[ENTRIES SHOWN start]

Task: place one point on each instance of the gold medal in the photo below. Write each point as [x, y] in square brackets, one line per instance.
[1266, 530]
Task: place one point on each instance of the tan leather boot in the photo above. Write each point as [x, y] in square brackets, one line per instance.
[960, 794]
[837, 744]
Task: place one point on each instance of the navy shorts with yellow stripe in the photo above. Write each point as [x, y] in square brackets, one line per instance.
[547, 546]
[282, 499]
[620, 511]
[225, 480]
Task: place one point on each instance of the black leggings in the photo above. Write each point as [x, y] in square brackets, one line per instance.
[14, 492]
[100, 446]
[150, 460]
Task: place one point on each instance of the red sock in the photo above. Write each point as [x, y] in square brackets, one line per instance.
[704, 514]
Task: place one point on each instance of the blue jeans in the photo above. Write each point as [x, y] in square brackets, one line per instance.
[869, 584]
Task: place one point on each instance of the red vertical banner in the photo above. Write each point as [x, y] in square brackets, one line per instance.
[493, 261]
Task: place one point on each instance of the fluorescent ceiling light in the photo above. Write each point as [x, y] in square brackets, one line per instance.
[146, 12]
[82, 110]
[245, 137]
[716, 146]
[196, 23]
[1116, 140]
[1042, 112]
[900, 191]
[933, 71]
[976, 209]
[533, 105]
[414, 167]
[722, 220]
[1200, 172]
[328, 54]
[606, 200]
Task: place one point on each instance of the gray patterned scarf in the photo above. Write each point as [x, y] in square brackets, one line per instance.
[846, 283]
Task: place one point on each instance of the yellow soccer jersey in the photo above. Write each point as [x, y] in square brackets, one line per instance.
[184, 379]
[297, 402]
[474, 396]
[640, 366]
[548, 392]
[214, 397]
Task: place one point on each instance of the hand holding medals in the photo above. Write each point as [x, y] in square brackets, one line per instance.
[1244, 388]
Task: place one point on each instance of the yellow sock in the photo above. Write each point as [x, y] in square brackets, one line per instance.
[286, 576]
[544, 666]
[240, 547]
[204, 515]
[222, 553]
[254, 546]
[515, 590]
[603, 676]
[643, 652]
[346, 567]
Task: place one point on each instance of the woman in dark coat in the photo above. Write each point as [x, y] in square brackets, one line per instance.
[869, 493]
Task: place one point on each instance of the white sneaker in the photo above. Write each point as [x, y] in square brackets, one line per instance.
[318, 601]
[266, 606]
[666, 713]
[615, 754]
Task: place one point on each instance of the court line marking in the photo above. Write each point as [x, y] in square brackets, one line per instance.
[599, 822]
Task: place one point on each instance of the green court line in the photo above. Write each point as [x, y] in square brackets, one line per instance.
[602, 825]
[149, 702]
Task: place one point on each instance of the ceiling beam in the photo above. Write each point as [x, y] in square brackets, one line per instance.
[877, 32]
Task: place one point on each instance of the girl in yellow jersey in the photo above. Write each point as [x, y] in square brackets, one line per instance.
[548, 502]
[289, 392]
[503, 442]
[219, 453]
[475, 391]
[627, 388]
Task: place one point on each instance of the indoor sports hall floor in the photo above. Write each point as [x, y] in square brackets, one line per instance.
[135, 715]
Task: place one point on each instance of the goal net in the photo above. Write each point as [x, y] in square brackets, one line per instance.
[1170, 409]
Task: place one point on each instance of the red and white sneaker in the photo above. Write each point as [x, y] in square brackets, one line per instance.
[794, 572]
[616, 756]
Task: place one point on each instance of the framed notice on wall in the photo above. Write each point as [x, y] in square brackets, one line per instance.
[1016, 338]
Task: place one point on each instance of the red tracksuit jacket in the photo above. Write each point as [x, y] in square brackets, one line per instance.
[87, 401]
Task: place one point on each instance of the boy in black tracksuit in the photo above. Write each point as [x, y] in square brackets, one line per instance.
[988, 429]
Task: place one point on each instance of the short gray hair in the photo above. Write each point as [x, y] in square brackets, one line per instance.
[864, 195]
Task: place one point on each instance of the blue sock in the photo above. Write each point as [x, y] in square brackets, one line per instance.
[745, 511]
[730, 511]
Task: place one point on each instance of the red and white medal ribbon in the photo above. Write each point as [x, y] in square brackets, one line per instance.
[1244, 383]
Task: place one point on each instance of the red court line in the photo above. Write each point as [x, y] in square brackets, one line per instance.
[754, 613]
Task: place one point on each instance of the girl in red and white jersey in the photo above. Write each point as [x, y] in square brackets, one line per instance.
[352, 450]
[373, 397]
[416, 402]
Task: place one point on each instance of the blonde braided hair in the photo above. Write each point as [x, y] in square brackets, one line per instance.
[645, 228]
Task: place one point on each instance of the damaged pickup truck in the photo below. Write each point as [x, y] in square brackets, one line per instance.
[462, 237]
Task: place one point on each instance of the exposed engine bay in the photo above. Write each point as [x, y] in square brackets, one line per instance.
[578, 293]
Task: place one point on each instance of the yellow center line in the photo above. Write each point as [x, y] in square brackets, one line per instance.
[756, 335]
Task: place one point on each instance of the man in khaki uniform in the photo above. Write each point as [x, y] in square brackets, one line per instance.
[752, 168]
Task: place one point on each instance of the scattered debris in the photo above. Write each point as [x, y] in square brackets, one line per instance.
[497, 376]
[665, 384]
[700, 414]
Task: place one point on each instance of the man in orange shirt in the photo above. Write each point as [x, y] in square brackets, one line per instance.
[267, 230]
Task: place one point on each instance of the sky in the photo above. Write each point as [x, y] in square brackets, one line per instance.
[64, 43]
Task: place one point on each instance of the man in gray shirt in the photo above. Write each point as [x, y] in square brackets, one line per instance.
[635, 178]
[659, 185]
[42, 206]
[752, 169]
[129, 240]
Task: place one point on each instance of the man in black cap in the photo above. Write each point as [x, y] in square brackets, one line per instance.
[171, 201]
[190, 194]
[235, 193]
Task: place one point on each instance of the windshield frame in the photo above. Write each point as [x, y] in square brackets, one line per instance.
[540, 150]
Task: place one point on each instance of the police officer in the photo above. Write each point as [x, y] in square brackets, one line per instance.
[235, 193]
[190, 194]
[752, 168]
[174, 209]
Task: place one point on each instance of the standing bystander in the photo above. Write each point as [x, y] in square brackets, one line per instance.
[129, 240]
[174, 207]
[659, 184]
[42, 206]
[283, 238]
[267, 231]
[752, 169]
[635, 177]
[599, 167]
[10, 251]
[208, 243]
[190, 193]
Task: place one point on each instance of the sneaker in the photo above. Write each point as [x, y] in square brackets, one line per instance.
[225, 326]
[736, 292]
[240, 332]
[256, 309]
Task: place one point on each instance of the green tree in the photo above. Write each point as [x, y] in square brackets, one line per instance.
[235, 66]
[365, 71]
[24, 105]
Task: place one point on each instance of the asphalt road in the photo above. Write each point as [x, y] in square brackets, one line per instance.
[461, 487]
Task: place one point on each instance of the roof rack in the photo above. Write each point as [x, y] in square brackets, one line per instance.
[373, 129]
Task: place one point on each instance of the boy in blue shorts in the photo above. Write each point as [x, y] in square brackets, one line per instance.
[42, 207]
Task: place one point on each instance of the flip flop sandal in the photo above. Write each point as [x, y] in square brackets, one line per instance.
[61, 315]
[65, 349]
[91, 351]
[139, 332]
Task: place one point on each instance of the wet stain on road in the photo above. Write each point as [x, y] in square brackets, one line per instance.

[ENTRIES SHOWN end]

(SET EXERCISE)
All of the records must be repeated exactly.

(REPLY TO THE EXERCISE)
Task: place one point on each instance of the gold medal in the photo below. Write each point as [x, y] in square brackets, one line per instance.
[1266, 530]
Task: place one point on each instance of the tan leather boot in the photo above. Write each point as [x, y] in square brackets, one line per instance.
[960, 794]
[837, 744]
Task: place one point on each instance of the navy shorts with yellow stripe in the photo above. Write each point as [x, y] in square brackets, one line per instance.
[547, 546]
[282, 499]
[620, 511]
[225, 480]
Task: place one point on each instance of the black leggings in the photo above. Write each point as [x, y] in square brackets, one line per instance.
[14, 492]
[100, 446]
[150, 460]
Task: place one point on each instance of the red sock in the photo above. Write each point as [x, y] in square brackets, one line per instance.
[704, 514]
Task: place one point on each instance of the blue jeans in the photo above. Write each point as [x, y] in square brackets, one line per instance.
[869, 584]
Task: place one point on each instance of the red vertical banner in the photo above. Write each point as [x, y] in square brackets, one line per instance.
[493, 261]
Task: place one point on each instance of the fluorescent ceiling light in the photo above. Write each point as [x, y] in square brackets, one line per instance.
[146, 12]
[82, 110]
[245, 137]
[716, 146]
[196, 23]
[1116, 140]
[1042, 112]
[900, 191]
[933, 71]
[976, 209]
[533, 105]
[414, 167]
[722, 220]
[1200, 172]
[328, 54]
[606, 200]
Task: place one point on each instance of the gray patterned scarf in the photo above. Write each point as [x, y] in square brackets, one line per instance.
[846, 283]
Task: place one point on each instance of the yellow soccer jersey in the photo above. Write each point as [x, y] in square brackets, one line per instance.
[184, 379]
[297, 402]
[474, 396]
[640, 366]
[548, 392]
[214, 397]
Task: place one point on each instance of the hand holding medals in the photo above. Write each point as [x, y] in square brackets, one line per instance.
[1244, 388]
Task: place one point on each instance of the yellow sock in the photo above. Write each point as [x, y] in square brackets, one line per instance.
[286, 576]
[544, 666]
[240, 547]
[204, 515]
[222, 553]
[254, 546]
[515, 590]
[603, 676]
[643, 652]
[346, 567]
Task: place one point on each instance of the woman in dark coat in the photo above. Write each point as [x, y] in square brackets, one line per instance.
[869, 493]
Task: place one point on each instance of the white sneaker in the photo above. Write each point as [x, y] in square brackets, one line per instance.
[318, 601]
[266, 606]
[666, 713]
[615, 754]
Task: place one point on each instance of the court line marking in the photo above. Write each point as [x, y] in square brackets, one line per instance.
[599, 822]
Task: place one point on each instance of the green court line in the photo above. Write each point as [x, y] in square brackets, one line per instance.
[602, 825]
[149, 702]
Task: place one point on each instance of the ceiling beam in the photo above. Write each point as [x, y] in square brackets, one line per instance.
[877, 32]
Task: place one point on each instance of the girl in yellow jersey in the photo above. Write each point as [x, y] in square brackets, one line per instance.
[548, 502]
[289, 392]
[503, 442]
[219, 453]
[475, 391]
[627, 388]
Task: place one point on each instance of the indoor sports hall floor in the photo above. Write each point as [x, y] in square brackets, one line per instance.
[135, 715]
Task: place one point on each instance of the goal net in the photo above. Write each point as [x, y] in square brackets, one line per instance.
[1170, 409]
Task: place one point on each instance of the red and white sneaker in the photo above. Write each point as [x, y] in square brackets, one line per instance.
[794, 572]
[616, 756]
Task: place one point on each instance of the framed notice on wall in the photo above. Write each point as [x, y] in square brackets, one line per instance.
[1016, 338]
Task: place one point on each instance of the red tracksuit jacket in the photo above. Write each point as [x, y] in square brackets, one line per instance.
[87, 401]
Task: place one point on each instance of the boy in black tracksuit in the photo above. Write each point as [x, y] in square brackets, one line per instance.
[988, 429]
Task: place one point on each instance of the short gray hair in the photo above. Write each point as [x, y] in square brackets, one line per instance.
[864, 195]
Task: place one point on each instance of the blue sock in the photo above. Write each point as [x, y] in square brackets, one line per instance.
[745, 511]
[730, 511]
Task: place one point on each instance of the red and white medal ribbon in the photo above. Write each point as [x, y] in square brackets, one line per instance.
[1244, 383]
Task: place one point on each instance of the red court line in the photo above. Write each point as [x, y] in square brackets, one line per instance.
[754, 613]
Task: place one point on each instance of the girl in red and white jersey in the photo above. Write each point as [x, y] in square brackets, one line per instance.
[352, 450]
[373, 397]
[416, 402]
Task: place one point on each instance of the blonde braided hair in the photo above. Write each point as [x, y] in square brackets, one line per instance.
[645, 228]
Task: place one point on each instance of the damaged pickup truck in the photo below. Write each point as [x, y] in square brackets, one line per instance.
[462, 237]
Task: place one point on each instance of the exposed engine bay in the photo above. Write each point as [x, y] in square brackets, one line per instance.
[578, 293]
Task: place one point on each instance of the yellow center line in the photo above. Write each point as [x, y] in square brackets, one line per instance.
[756, 335]
Task: place one point on each instance of the man in khaki uniform in the photo above. Write each point as [x, y] in square brackets, one line per instance.
[752, 168]
Task: place one point on each instance of the scattered debris in the photo above. Write each point as [x, y] in square brackets, one line per instance.
[497, 376]
[665, 384]
[700, 414]
Task: place one point on each instance of the man in orange shirt in the photo above. Write each point as [x, y] in square brackets, one line per instance.
[267, 230]
Task: place one point on each instance of the sky in the photo above. Write each point as [x, y] in square brackets, one line per instance.
[64, 43]
Task: place one point on each instance of the man in gray shirt in the photo above. Write each point as [x, y] in square brackets, one line per instance.
[635, 178]
[659, 185]
[42, 206]
[752, 169]
[129, 240]
Task: place one point on each instance of the man in black cap in the photo above. Write each point as [x, y] in square brackets, one line per instance.
[171, 201]
[190, 194]
[235, 193]
Task: place one point on each instance of the windshield frame in the photo above. Write each point as [x, y] in square brackets, one line per instance.
[540, 150]
Task: place one point on each instance of the police officer in the photo above. Write each point as [x, y] in square brackets, one line per instance.
[235, 193]
[190, 194]
[752, 168]
[174, 209]
Task: place one point on each instance of the standing bystander in the photo above. Write each point as [x, y] in square brackets, one line per instance.
[129, 240]
[174, 207]
[659, 184]
[42, 206]
[283, 238]
[267, 231]
[752, 169]
[635, 177]
[599, 167]
[10, 251]
[208, 243]
[190, 193]
Task: place one point on each instance of the sneaker in the photo above. Write each point as [x, y] in square brackets, one line per instance.
[225, 326]
[736, 292]
[240, 332]
[256, 309]
Task: place one point on each instance of the green tree in the photo above. Write each point as [x, y] in square brackets, one line per instance.
[235, 66]
[365, 71]
[24, 105]
Task: place one point on each instance of the asphalt road in the photo above. Write each point as [x, y] in square brackets, one line per instance.
[461, 487]
Task: place one point on each instance of the roof rack in the photo above. Write each point as [x, y] in square brackets, one line per instance.
[373, 129]
Task: place one point on each instance of the boy in blue shorts in the photo above. Write each point as [x, y] in square brackets, one line per instance.
[42, 207]
Task: place one point on each instance of the flip flop sandal in the photo above. Write each point as [x, y] in square brackets, one line per instance.
[61, 315]
[65, 349]
[91, 351]
[139, 332]
Task: place one point on each instance of the wet stain on road in the photo above. Write each point as [x, y] in square brackets, one line per instance.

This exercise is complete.